=== Extrait du texte ===
--------------------------------------------------
Peu utilisée chez les patients non intubés avant la pandémie, la technique du décubitus ventral vigile a été adoptée dès la première vague épidémique dans de nombreux pays soumis à une pression sur les lits et les respirateurs de réanimation, mais sans preuve de son bénéfice pour les patients. Une première étude internationale, coordonnée par le CHRU de Tours, démontre son intérêt chez les patients atteints de Covid-19 souffrant d'insuffisance respiratoire hypoxémique, mais non intubés.
Publié dans « The Lancet Respiratory Medicine », ce méta-essai a permis l’analyse des données issues de 41 centres de prise en charge dans 6 pays (États-Unis, Canada, Espagne, Irlande, Mexique et France). Au total, 1 121 patients, recrutés entre le 2 avril 2020 et le 26 janvier 2021 (dont 402 en France), ont été assignés à un groupe de soins standard (n = 559) ou à un groupe de décubitus ventral vigile (n = 567).
--------------------------------------------------
=== Entrées enregistrées ===
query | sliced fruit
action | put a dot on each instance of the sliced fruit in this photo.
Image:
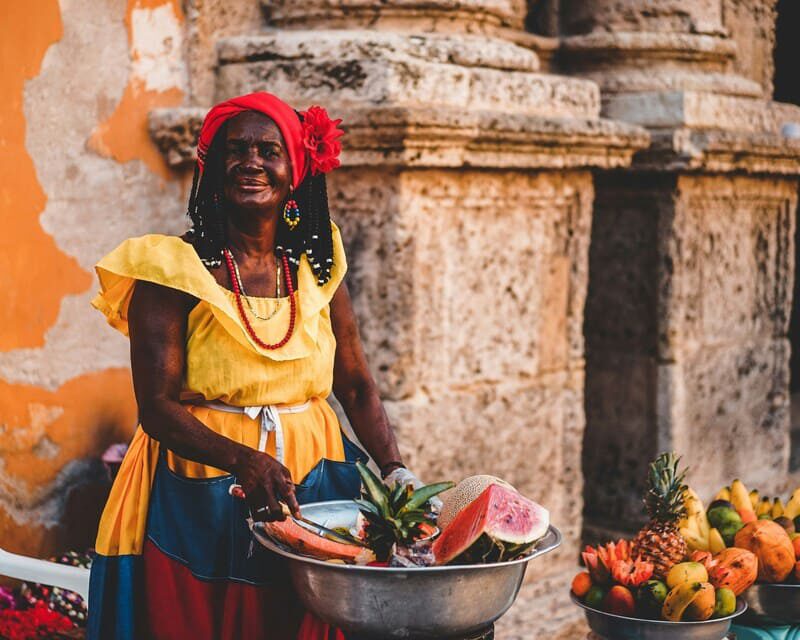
(462, 495)
(500, 519)
(306, 542)
(581, 584)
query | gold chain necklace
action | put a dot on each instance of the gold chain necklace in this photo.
(244, 295)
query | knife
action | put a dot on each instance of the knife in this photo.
(237, 492)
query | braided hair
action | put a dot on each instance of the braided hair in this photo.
(209, 230)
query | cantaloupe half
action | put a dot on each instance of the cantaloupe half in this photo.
(500, 524)
(308, 543)
(462, 495)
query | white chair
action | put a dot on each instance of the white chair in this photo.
(53, 574)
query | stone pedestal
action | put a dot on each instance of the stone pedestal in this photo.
(691, 260)
(465, 201)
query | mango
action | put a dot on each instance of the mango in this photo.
(686, 572)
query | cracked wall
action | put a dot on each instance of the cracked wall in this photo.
(84, 175)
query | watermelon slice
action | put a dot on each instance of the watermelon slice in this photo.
(498, 525)
(308, 543)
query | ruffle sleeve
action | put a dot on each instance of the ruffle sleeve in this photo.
(171, 262)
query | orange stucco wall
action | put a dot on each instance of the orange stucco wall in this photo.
(52, 433)
(36, 274)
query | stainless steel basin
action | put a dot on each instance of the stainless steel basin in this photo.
(612, 627)
(423, 602)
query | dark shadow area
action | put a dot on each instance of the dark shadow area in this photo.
(787, 89)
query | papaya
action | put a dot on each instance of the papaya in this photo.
(733, 568)
(771, 545)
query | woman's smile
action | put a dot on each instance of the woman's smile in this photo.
(252, 184)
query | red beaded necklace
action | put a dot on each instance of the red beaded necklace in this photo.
(287, 277)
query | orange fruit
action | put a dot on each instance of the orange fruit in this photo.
(619, 601)
(581, 584)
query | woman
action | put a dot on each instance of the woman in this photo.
(239, 331)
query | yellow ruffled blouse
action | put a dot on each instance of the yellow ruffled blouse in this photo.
(224, 364)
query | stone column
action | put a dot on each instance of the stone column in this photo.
(465, 200)
(691, 260)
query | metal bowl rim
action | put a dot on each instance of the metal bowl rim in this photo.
(741, 607)
(267, 542)
(773, 585)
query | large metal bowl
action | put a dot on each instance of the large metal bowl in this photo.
(772, 604)
(422, 602)
(614, 627)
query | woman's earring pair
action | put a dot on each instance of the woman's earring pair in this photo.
(291, 212)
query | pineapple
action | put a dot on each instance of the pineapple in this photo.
(400, 516)
(660, 542)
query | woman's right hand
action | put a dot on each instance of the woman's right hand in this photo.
(266, 482)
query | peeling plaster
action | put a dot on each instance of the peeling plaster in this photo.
(94, 202)
(157, 78)
(157, 47)
(36, 273)
(66, 395)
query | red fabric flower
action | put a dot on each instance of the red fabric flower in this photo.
(321, 139)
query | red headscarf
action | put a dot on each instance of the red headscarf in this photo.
(312, 144)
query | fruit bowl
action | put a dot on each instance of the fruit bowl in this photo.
(613, 627)
(772, 604)
(387, 602)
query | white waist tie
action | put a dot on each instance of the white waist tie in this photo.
(270, 420)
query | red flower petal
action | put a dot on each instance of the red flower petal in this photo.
(320, 138)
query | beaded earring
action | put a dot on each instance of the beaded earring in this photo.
(291, 212)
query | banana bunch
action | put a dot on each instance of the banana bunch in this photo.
(762, 506)
(777, 509)
(695, 528)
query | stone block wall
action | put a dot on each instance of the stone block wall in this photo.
(688, 307)
(469, 287)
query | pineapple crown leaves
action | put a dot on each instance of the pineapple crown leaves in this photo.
(396, 515)
(401, 500)
(665, 487)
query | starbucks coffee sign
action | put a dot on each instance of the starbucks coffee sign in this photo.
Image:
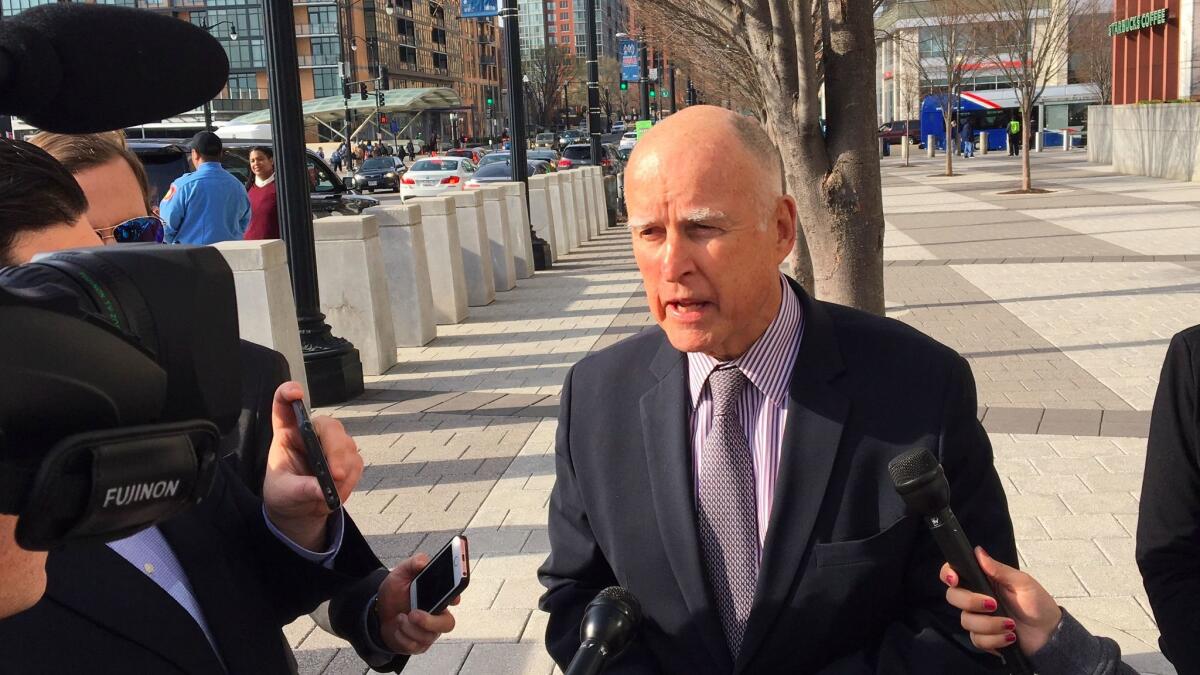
(1150, 19)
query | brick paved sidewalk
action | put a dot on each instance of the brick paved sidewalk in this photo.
(1065, 346)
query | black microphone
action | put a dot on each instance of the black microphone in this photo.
(610, 623)
(71, 67)
(922, 484)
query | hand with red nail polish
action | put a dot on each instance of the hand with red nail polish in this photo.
(1036, 615)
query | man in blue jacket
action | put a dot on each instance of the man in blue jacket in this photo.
(209, 204)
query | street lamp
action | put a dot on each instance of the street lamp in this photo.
(233, 35)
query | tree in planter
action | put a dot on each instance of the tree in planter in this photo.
(1030, 48)
(793, 53)
(947, 48)
(549, 70)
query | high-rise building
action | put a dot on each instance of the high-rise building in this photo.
(402, 43)
(561, 23)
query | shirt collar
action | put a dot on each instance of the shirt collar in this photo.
(767, 363)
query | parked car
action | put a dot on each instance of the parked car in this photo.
(502, 172)
(473, 154)
(893, 131)
(545, 155)
(379, 173)
(569, 137)
(433, 175)
(167, 159)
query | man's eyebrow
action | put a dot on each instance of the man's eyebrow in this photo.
(705, 215)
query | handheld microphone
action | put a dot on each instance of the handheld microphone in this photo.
(610, 623)
(922, 484)
(71, 67)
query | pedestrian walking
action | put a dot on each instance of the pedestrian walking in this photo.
(264, 215)
(209, 204)
(967, 136)
(1014, 137)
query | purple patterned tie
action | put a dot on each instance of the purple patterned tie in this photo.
(727, 512)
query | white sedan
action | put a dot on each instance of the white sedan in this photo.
(433, 175)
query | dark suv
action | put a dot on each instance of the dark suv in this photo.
(893, 131)
(169, 159)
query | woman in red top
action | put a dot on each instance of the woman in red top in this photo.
(264, 219)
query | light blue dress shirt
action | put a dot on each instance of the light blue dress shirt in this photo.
(149, 551)
(205, 207)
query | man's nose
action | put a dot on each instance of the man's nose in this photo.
(677, 258)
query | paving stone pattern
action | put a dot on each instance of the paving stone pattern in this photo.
(1063, 323)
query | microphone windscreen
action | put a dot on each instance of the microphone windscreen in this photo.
(84, 69)
(911, 465)
(623, 596)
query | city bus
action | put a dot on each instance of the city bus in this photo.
(1062, 107)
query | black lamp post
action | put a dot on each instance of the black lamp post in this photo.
(233, 35)
(333, 365)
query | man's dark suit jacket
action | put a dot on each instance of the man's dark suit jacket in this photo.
(102, 615)
(1169, 514)
(849, 583)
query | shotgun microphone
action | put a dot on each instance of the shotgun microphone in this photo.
(71, 67)
(922, 484)
(610, 623)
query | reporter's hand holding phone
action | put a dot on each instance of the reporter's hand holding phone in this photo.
(402, 628)
(291, 493)
(1036, 615)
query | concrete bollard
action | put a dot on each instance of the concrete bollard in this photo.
(354, 287)
(477, 251)
(558, 205)
(541, 211)
(570, 216)
(581, 207)
(499, 237)
(402, 240)
(267, 310)
(601, 201)
(443, 251)
(519, 222)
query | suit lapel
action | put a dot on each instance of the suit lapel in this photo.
(665, 431)
(816, 414)
(97, 583)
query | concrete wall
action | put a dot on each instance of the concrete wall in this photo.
(1099, 135)
(1161, 141)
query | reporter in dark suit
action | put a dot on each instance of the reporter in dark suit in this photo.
(730, 467)
(1169, 513)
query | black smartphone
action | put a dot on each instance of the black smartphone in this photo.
(316, 455)
(443, 579)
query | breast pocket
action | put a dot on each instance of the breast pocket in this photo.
(887, 545)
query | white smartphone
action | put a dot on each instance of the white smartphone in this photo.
(443, 579)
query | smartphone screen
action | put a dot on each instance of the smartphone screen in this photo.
(315, 455)
(439, 583)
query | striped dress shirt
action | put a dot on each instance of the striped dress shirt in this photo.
(762, 406)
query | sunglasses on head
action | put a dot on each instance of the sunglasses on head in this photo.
(136, 230)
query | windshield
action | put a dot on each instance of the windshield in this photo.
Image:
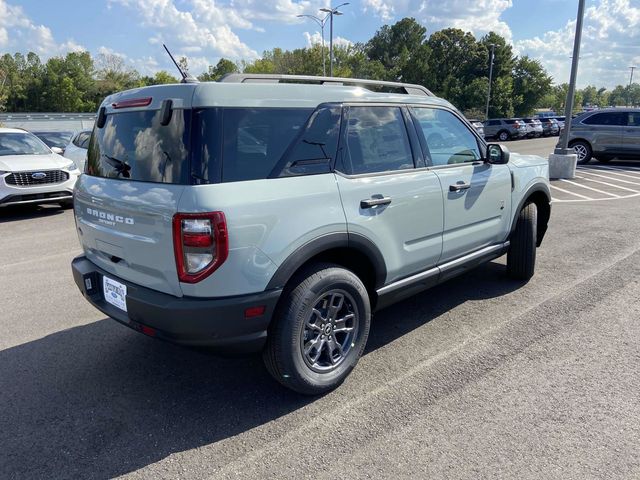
(17, 143)
(135, 146)
(54, 139)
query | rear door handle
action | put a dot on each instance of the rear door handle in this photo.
(458, 187)
(373, 202)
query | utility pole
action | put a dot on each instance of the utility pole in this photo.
(629, 90)
(491, 57)
(564, 139)
(321, 22)
(331, 12)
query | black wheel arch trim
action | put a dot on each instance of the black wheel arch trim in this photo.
(325, 243)
(542, 220)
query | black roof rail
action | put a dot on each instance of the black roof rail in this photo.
(406, 88)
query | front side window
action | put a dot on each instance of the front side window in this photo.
(634, 119)
(610, 119)
(376, 141)
(447, 138)
(19, 143)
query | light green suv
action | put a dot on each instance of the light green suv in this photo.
(276, 213)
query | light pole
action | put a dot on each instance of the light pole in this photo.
(564, 140)
(629, 91)
(321, 22)
(491, 56)
(331, 12)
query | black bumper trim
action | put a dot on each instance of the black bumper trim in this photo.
(213, 322)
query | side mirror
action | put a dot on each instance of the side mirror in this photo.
(497, 154)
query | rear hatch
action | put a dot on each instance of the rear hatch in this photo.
(137, 169)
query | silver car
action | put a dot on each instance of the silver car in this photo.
(606, 134)
(30, 172)
(249, 214)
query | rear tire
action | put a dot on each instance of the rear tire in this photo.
(521, 257)
(583, 151)
(320, 330)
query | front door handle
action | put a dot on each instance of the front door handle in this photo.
(458, 187)
(374, 202)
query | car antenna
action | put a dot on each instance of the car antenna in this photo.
(186, 78)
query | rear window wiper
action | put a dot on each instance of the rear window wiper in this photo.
(121, 167)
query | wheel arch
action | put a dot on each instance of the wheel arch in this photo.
(541, 196)
(353, 251)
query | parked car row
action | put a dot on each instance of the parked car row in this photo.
(505, 129)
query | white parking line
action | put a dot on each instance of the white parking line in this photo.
(606, 183)
(589, 188)
(615, 179)
(614, 171)
(571, 193)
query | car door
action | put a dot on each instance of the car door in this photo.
(476, 195)
(605, 131)
(385, 197)
(631, 137)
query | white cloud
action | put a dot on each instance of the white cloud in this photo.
(205, 28)
(316, 39)
(19, 33)
(610, 44)
(476, 16)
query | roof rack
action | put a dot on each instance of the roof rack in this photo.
(406, 88)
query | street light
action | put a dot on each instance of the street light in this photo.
(331, 12)
(564, 139)
(491, 57)
(321, 22)
(629, 91)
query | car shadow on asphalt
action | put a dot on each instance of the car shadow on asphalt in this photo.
(26, 212)
(98, 400)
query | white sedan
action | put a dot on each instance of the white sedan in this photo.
(30, 172)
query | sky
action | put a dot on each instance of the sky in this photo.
(206, 30)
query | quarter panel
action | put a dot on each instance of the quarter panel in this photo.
(267, 221)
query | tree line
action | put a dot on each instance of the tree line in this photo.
(451, 63)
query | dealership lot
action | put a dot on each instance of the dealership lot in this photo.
(478, 377)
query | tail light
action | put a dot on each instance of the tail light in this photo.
(201, 244)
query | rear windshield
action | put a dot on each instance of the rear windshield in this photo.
(135, 146)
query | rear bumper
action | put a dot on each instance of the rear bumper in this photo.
(215, 322)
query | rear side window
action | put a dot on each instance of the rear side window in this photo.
(255, 139)
(611, 119)
(135, 146)
(376, 140)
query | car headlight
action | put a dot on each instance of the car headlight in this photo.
(70, 166)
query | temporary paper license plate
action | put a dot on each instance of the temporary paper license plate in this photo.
(115, 293)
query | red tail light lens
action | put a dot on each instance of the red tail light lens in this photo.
(201, 244)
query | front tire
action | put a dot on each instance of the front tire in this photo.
(583, 151)
(320, 330)
(521, 257)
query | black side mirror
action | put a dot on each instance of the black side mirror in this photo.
(497, 154)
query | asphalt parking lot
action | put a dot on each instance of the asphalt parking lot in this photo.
(479, 377)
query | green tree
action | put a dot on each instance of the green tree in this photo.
(223, 67)
(530, 83)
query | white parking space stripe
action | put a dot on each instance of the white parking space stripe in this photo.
(615, 179)
(613, 171)
(606, 183)
(571, 193)
(589, 188)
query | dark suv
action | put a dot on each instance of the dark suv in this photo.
(606, 134)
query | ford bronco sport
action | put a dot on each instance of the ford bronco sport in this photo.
(276, 213)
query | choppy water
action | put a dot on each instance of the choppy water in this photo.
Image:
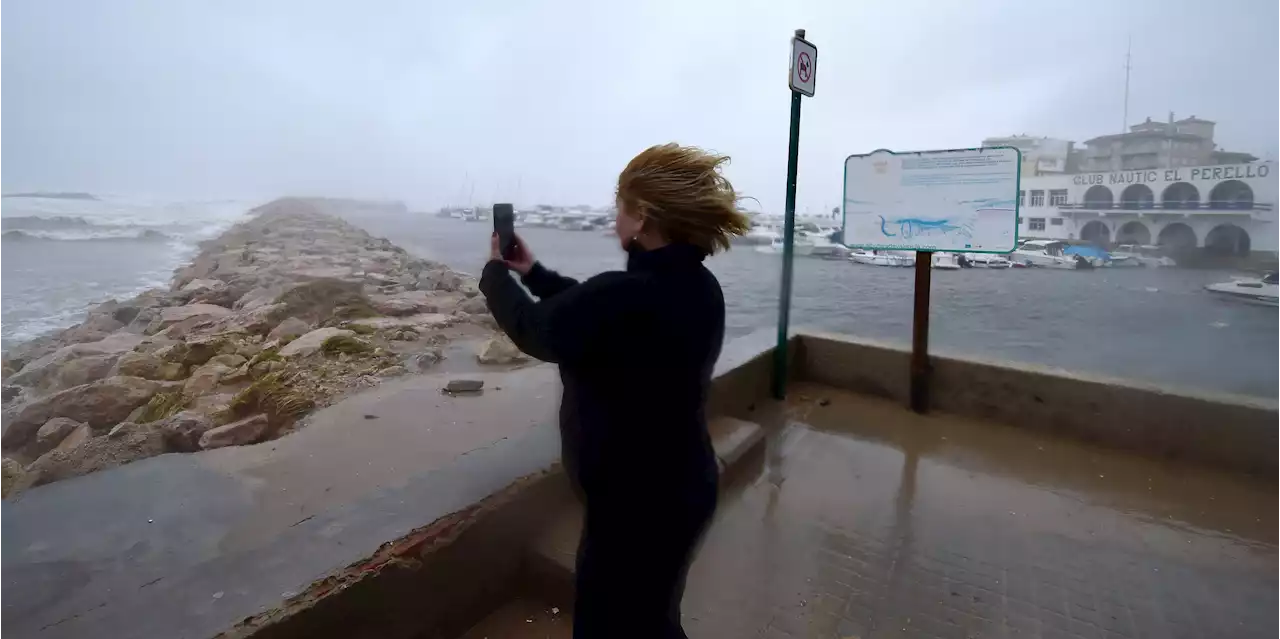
(1146, 324)
(60, 256)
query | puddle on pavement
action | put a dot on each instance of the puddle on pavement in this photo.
(986, 468)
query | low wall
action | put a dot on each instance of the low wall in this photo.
(1232, 432)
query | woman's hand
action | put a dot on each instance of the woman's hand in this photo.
(521, 259)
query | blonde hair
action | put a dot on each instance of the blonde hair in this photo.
(684, 192)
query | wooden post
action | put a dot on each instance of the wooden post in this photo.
(920, 333)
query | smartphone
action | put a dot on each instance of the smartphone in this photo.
(504, 224)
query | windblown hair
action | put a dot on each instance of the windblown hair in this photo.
(684, 192)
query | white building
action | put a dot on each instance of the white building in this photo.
(1226, 208)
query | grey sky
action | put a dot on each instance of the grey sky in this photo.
(545, 101)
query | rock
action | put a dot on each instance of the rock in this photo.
(176, 314)
(464, 386)
(439, 279)
(259, 320)
(214, 406)
(200, 287)
(149, 366)
(53, 433)
(289, 328)
(248, 350)
(229, 360)
(40, 372)
(324, 299)
(182, 432)
(100, 405)
(205, 379)
(421, 322)
(237, 375)
(94, 328)
(474, 306)
(311, 342)
(124, 429)
(95, 453)
(397, 306)
(83, 370)
(237, 433)
(77, 437)
(10, 475)
(424, 360)
(201, 350)
(499, 350)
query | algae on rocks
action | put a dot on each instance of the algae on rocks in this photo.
(280, 314)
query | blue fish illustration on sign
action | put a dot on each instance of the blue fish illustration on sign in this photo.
(914, 227)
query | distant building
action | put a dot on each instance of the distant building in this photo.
(1226, 209)
(1159, 145)
(1041, 155)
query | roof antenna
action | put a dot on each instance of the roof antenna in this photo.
(1128, 67)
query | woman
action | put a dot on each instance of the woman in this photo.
(636, 350)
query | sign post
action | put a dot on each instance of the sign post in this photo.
(961, 200)
(803, 78)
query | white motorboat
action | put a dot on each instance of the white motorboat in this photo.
(880, 258)
(759, 234)
(1141, 255)
(826, 249)
(800, 247)
(984, 261)
(1265, 291)
(1047, 254)
(945, 261)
--------------------------------------------------
=== Action demandée 1 ===
D'après le texte sur le décubitus ventral vigile, combien de centres de prise en charge ont fourni des données au méta-essai ?
=== Action demandée 2 ===
Donnez la suite du texte sur le décubitus ventral vigile, à partir de sa dernière phrase.
Les entrées sont un contenu à part, sans rapport avec le texte.

=== Résultat obtenu 1 ===
41 centres, répartis dans 6 pays.

=== Résultat obtenu 2 ===
Un effet dose-réponse encore à étayer
À 28 jours de l’inclusion, 40 % des patients du bras contrôle étaient intubés, contre 33 % des patients du bras décubitus ventral vigile, un résultat jugé statistiquement significatif et cliniquement pertinent. « Le rapport de risque (HR) pour l'intubation était de 0,75 (0,62-0,91) et le HR pour la mortalité était de 0,87 (0,68-1,11) » avec une position en décubitus ventral vigile par rapport aux soins standard, indiquent les auteurs, soulignant que « les effets indésirables étaient légers, peu fréquents et se produisaient à des taux similaires » entre les deux groupes.
Si l’effet dose-réponse n’était pas l’objet de l’étude, les chercheurs ont observé un effet plus marqué chez les patients de l’essai mené au Mexique, pays qui avait également la durée quotidienne moyenne de positionnement en décubitus ventral la plus longue. Des études supplémentaires sont nécessaires pour explorer ce paramètre, mais les auteurs estiment d’ores et déjà que « les patients doivent être encouragés à rester couchés aussi longtemps qu'ils peuvent le tolérer ».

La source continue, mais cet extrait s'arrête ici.